**EXERCISE BRIEF**
All of the data should be restated word for word, with the pictures omitted.

**RECORDS TO USE**
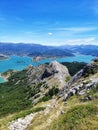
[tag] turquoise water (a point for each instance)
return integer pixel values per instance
(19, 63)
(2, 80)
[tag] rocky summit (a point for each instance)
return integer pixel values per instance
(46, 97)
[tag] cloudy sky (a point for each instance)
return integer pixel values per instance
(49, 22)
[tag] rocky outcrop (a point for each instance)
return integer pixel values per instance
(47, 72)
(21, 123)
(82, 82)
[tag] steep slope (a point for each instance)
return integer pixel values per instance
(26, 88)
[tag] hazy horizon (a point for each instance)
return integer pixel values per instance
(49, 22)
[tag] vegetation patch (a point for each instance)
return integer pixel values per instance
(81, 117)
(52, 92)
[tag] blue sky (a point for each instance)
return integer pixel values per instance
(49, 22)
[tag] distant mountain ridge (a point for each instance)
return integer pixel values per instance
(32, 50)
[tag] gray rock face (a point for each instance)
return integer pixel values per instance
(21, 123)
(83, 81)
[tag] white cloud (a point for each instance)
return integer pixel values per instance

**SOLUTION**
[tag] turquoise water (a point for each instance)
return integer pixel values per instance
(19, 63)
(2, 80)
[tag] rocky summit (a point for each instance)
return integer pixel values per instance
(46, 97)
[tag] cloudy sky (a point for each instance)
return integer pixel values per instance
(49, 22)
[tag] rocky outcrop (a point for each instance)
return integer pixel values per instance
(47, 72)
(21, 123)
(82, 82)
[tag] steep slope (a point for each instance)
return integer pixel values per instance
(26, 88)
[tag] hazy horizon (a point for each instance)
return integer pixel values per instance
(49, 22)
[tag] vegetation patch (a point for each instance)
return integer pixel values per instance
(81, 117)
(52, 92)
[tag] blue sky (a point for each instance)
return integer pixel values per instance
(49, 22)
[tag] distant mountain ridge (a point for each instance)
return integer pixel values per instance
(32, 50)
[tag] gray rock face (a point for each instance)
return integer pixel values per instance
(21, 123)
(83, 81)
[tag] white cloud (a point for each instance)
return integer pixel values per instance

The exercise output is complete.